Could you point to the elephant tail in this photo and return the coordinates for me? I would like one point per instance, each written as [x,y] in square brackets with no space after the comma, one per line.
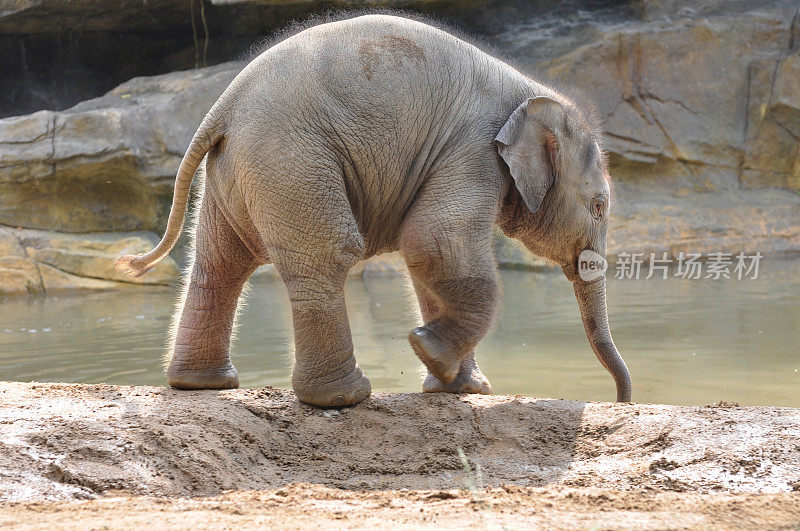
[208,134]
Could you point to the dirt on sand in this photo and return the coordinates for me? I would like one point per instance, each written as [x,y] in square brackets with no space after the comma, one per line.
[115,456]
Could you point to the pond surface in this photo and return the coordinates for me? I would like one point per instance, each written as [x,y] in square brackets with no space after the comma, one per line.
[685,341]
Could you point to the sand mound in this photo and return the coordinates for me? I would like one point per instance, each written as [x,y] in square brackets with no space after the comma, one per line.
[65,441]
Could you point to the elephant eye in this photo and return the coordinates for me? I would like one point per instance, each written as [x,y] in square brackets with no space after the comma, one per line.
[598,207]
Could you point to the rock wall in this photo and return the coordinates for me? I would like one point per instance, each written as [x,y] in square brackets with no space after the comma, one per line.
[700,105]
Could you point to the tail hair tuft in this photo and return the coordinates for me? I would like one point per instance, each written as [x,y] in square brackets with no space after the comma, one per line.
[131,265]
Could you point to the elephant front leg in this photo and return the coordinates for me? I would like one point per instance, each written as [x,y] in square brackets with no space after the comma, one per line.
[470,379]
[458,278]
[325,371]
[200,357]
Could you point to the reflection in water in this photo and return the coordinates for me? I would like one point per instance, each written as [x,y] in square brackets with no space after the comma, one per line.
[685,341]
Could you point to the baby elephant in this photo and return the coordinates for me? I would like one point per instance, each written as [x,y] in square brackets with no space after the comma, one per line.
[369,135]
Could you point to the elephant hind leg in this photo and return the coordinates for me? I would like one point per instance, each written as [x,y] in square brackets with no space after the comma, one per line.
[222,264]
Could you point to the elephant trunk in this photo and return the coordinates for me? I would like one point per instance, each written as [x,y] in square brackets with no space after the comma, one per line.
[592,302]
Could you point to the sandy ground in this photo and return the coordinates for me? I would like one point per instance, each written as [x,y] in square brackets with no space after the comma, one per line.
[102,456]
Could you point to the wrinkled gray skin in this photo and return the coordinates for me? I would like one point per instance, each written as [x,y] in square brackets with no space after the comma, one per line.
[370,135]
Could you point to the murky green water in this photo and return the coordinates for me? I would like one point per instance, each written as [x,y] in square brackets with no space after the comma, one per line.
[685,341]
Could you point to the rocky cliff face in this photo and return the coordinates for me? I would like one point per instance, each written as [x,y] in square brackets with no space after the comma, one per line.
[700,101]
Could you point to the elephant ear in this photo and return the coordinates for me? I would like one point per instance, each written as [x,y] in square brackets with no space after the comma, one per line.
[529,145]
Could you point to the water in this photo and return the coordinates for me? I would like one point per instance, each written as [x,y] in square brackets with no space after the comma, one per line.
[685,341]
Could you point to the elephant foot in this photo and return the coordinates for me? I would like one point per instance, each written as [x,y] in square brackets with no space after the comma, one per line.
[436,353]
[224,377]
[348,390]
[470,379]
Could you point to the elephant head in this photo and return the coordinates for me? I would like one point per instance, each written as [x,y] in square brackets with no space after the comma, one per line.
[559,206]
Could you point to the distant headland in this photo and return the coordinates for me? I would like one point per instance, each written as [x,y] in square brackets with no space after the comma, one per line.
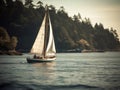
[20,24]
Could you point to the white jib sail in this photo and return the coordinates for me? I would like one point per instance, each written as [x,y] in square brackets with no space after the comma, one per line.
[50,51]
[38,45]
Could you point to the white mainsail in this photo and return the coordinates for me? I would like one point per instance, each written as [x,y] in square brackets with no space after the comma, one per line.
[38,45]
[50,51]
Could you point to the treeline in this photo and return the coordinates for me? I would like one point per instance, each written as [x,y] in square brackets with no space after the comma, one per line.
[71,33]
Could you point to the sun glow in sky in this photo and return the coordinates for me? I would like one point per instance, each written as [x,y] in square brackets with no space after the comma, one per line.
[106,12]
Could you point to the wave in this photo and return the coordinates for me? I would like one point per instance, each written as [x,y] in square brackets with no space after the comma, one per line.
[29,86]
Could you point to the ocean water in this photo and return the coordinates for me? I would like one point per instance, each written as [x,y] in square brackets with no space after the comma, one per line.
[70,71]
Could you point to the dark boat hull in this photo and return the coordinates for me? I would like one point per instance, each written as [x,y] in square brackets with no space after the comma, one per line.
[32,60]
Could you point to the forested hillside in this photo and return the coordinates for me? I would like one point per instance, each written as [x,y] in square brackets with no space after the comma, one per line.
[71,33]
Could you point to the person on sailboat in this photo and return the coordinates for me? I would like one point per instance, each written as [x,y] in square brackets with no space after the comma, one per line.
[35,56]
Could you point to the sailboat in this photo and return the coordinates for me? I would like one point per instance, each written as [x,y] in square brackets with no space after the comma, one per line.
[44,45]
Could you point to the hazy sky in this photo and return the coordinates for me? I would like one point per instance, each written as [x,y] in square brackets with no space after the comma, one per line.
[106,12]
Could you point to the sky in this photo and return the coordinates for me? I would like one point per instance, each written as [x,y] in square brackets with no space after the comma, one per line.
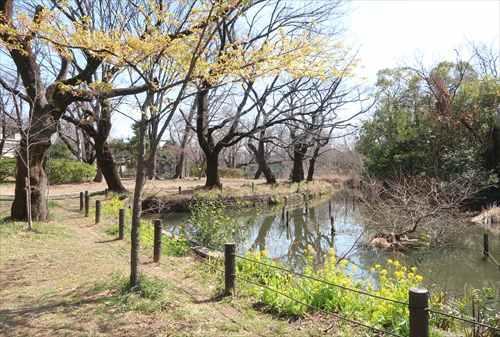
[395,32]
[391,33]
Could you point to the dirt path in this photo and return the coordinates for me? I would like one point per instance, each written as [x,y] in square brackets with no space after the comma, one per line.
[48,288]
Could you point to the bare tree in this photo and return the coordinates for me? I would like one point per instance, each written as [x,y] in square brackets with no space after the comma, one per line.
[49,102]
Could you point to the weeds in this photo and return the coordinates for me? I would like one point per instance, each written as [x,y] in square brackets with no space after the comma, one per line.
[171,246]
[149,298]
[393,282]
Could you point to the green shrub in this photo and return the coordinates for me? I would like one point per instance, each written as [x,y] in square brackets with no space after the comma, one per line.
[7,168]
[227,172]
[60,171]
[394,282]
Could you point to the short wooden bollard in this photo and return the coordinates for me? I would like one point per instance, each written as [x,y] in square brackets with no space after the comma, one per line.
[97,211]
[81,201]
[486,246]
[157,241]
[229,268]
[121,224]
[419,312]
[87,203]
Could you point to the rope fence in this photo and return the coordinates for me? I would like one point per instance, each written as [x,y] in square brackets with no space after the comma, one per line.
[418,303]
[418,299]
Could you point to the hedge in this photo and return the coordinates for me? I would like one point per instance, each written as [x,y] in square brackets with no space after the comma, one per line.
[59,171]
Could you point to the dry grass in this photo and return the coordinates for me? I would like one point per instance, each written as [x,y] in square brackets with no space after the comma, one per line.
[231,187]
[48,288]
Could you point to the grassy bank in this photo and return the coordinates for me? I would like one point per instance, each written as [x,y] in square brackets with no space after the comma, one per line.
[67,278]
[240,193]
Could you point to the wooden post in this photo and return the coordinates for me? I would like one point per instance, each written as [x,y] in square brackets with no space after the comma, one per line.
[157,241]
[97,211]
[229,268]
[87,203]
[486,246]
[419,314]
[81,201]
[121,224]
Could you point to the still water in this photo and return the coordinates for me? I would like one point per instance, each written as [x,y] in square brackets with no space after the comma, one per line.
[451,268]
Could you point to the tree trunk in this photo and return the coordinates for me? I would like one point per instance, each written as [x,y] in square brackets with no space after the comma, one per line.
[98,175]
[257,173]
[140,178]
[38,183]
[179,167]
[312,164]
[213,179]
[260,158]
[151,164]
[108,168]
[297,174]
[206,140]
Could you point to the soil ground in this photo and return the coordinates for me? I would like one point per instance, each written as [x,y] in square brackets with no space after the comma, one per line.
[49,286]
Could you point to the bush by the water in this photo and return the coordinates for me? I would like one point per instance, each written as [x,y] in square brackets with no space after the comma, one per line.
[227,172]
[211,226]
[7,168]
[60,171]
[392,281]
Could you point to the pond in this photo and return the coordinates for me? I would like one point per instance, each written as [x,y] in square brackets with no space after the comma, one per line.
[451,268]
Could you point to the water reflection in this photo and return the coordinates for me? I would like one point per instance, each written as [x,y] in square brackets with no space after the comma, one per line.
[451,267]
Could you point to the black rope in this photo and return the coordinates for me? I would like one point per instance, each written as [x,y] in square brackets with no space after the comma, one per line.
[361,292]
[351,321]
[463,319]
[493,260]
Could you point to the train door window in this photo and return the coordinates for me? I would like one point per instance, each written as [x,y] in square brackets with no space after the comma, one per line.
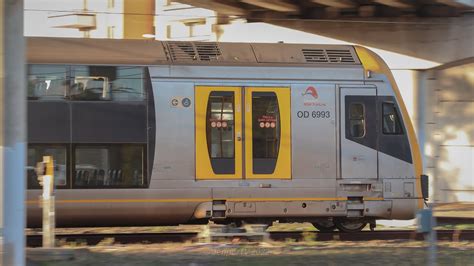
[47,82]
[220,131]
[109,166]
[391,121]
[357,120]
[265,132]
[35,155]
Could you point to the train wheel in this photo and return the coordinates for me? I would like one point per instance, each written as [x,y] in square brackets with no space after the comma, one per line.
[350,226]
[325,226]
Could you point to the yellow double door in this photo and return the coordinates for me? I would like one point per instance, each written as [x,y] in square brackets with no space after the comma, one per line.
[242,133]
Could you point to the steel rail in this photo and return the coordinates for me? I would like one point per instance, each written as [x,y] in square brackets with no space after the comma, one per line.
[149,238]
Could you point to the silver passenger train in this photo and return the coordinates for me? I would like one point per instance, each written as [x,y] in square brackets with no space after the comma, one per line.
[164,133]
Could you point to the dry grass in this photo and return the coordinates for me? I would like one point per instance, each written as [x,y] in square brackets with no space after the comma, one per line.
[271,253]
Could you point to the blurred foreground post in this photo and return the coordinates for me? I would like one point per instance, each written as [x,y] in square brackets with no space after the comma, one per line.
[426,225]
[45,171]
[12,131]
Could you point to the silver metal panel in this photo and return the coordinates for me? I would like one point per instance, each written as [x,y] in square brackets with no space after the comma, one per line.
[357,161]
[391,167]
[174,152]
[327,184]
[236,53]
[313,116]
[275,193]
[286,73]
[293,53]
[96,51]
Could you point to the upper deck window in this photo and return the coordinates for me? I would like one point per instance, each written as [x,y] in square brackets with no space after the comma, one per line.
[86,83]
[47,82]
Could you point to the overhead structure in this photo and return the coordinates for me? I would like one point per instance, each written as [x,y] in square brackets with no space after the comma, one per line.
[265,9]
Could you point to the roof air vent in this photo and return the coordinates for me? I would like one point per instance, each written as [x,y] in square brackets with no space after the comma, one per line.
[181,51]
[208,51]
[315,56]
[340,56]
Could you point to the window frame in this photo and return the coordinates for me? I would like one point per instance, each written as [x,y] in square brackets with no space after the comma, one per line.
[363,119]
[98,145]
[71,72]
[398,119]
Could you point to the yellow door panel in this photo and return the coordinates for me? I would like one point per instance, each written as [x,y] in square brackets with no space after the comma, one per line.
[218,120]
[267,133]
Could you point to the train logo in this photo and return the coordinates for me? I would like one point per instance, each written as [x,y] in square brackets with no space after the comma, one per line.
[311,97]
[311,91]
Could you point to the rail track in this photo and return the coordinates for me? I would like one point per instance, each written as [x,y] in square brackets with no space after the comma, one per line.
[134,238]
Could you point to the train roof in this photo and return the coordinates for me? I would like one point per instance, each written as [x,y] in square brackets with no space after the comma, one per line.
[152,52]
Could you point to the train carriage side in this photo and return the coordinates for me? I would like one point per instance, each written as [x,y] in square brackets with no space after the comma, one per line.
[260,132]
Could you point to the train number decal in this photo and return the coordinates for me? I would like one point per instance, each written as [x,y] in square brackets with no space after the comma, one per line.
[314,114]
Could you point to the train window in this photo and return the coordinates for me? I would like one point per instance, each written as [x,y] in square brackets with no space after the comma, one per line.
[220,125]
[47,82]
[357,120]
[220,131]
[35,155]
[109,166]
[265,132]
[96,83]
[391,121]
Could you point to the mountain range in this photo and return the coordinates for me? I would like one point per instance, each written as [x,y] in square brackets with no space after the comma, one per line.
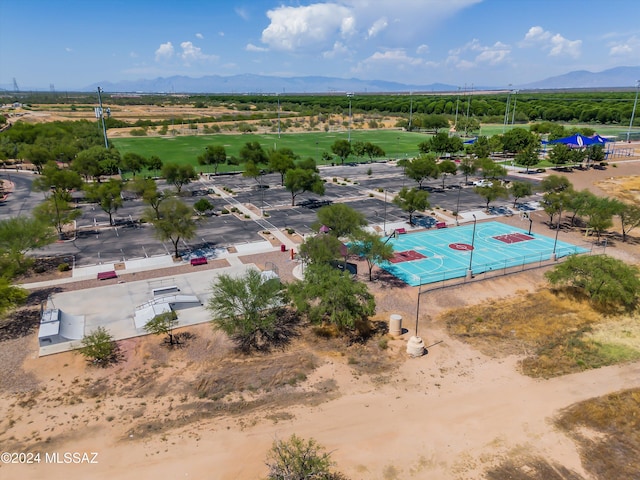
[619,77]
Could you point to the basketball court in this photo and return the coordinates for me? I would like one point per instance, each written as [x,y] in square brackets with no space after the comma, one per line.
[436,255]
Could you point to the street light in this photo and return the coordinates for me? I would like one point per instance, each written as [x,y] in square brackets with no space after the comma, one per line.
[458,204]
[473,239]
[349,95]
[506,111]
[633,112]
[555,242]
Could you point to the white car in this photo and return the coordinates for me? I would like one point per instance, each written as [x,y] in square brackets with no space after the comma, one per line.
[483,183]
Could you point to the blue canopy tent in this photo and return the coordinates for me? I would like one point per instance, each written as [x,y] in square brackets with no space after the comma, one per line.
[575,141]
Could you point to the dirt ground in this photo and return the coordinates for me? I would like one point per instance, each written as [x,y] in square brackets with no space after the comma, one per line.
[450,414]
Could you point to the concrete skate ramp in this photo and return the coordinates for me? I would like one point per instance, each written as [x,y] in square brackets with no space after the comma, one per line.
[71,326]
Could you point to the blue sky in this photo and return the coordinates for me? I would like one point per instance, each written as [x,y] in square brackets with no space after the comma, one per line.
[74,43]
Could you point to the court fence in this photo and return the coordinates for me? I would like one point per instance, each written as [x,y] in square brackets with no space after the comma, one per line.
[480,272]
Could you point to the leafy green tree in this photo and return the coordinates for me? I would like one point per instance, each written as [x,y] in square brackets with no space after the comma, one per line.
[527,157]
[175,222]
[342,149]
[282,160]
[341,219]
[491,169]
[411,201]
[320,249]
[100,348]
[372,248]
[481,148]
[108,195]
[492,193]
[468,166]
[36,154]
[214,155]
[299,459]
[421,168]
[610,284]
[20,234]
[555,183]
[447,167]
[629,219]
[10,296]
[300,180]
[520,190]
[178,175]
[247,308]
[327,295]
[202,206]
[57,211]
[164,324]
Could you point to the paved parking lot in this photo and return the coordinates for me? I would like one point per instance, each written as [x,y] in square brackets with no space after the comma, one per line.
[97,242]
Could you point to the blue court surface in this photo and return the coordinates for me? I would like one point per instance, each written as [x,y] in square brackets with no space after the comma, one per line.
[437,255]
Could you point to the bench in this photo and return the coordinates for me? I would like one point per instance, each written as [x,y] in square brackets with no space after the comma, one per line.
[107,275]
[198,261]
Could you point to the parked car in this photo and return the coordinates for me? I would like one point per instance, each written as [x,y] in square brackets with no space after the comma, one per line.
[483,183]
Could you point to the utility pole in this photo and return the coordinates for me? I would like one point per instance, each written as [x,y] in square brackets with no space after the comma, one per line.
[99,114]
[633,112]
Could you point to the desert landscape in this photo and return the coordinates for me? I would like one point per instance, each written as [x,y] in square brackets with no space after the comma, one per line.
[463,410]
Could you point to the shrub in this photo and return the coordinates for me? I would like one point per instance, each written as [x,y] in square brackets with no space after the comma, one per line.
[100,348]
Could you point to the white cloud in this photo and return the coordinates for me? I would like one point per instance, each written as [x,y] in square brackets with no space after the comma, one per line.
[254,48]
[164,51]
[191,53]
[627,48]
[473,54]
[339,49]
[377,27]
[242,13]
[554,43]
[310,27]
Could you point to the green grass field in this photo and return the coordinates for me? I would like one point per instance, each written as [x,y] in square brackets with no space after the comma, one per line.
[185,149]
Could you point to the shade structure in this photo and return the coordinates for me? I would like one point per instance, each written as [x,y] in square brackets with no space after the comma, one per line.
[576,141]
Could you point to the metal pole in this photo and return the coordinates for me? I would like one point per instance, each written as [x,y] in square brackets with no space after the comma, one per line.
[384,228]
[104,128]
[278,95]
[458,204]
[418,306]
[633,112]
[473,239]
[349,135]
[506,111]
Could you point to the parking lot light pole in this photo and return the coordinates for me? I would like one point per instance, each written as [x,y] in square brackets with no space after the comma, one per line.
[473,240]
[633,112]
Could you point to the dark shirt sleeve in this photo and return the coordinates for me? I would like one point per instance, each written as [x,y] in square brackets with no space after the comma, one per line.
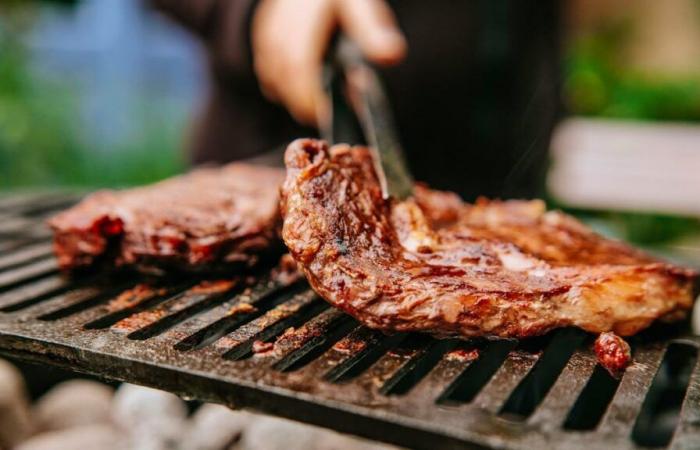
[222,25]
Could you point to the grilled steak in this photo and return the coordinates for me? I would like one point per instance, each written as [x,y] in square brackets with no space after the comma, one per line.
[209,218]
[435,264]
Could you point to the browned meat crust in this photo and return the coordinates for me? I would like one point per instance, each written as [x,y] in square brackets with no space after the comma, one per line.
[613,353]
[211,217]
[435,264]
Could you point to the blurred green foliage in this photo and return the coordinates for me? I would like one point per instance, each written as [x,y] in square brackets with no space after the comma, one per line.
[597,84]
[40,143]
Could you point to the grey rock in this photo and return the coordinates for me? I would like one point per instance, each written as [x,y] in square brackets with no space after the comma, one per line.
[215,427]
[103,437]
[273,433]
[74,403]
[153,419]
[15,422]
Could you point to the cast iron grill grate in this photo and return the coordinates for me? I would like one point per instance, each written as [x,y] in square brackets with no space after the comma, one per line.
[212,340]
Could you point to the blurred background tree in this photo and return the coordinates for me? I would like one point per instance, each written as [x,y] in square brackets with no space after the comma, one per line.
[54,129]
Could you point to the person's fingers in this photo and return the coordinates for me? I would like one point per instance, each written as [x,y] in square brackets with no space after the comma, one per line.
[290,38]
[372,25]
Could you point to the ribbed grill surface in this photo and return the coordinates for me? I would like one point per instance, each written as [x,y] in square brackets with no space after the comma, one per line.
[276,347]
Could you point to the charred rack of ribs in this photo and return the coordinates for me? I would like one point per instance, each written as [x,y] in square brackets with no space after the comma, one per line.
[435,264]
[209,218]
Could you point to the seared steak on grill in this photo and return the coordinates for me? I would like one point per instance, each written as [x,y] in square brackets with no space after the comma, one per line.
[211,217]
[435,264]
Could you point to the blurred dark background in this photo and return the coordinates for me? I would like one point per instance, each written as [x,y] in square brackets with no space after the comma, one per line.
[100,93]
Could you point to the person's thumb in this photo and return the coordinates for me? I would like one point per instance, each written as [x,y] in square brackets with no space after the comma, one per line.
[372,25]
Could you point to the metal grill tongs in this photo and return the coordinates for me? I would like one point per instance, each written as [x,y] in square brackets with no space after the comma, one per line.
[358,98]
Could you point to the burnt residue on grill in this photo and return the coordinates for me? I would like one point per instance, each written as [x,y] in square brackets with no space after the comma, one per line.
[264,340]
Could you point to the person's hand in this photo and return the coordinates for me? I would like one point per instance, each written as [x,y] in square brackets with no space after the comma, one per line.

........

In the listing above, find the line containing "Could you point to the seared" and please quote exactly that line through the last one, and no other lines.

- **Reply**:
Could you point to the seared steak on grill in this photo and return the coordinates for me? I would like one point per instance, each written as [x,y] in square brackets with no space after the comma, one per line.
[211,217]
[435,264]
Could you point to the blurred dark background in this photo and return the coordinates for me? I would like one point per instance, each written as [x,y] in square brackets with no space after the comma, one per line.
[100,93]
Could you point to the person's thumb in this photo and return the coordinates for me? I would like one point per instance, each written as [x,y] in square brackets with no space after the comma, one per line.
[372,25]
Could you point to the metal grill tongs in this photo and return the coordinates for me? I would like one point per instance, each written as [x,y] in square brackets with no space after the comma, one per line.
[358,98]
Could you point to the burnt residue on grill in this photo and return the coordinates for me? I would like one point per instance, each written as [x,y] in square brackets with no space after the comma, one per line.
[264,340]
Could you point to the person's hand in this photo and return the coordinates for me? I would like one point per instance, each written as [x,y] in square brackets with no space after the comma, one per line.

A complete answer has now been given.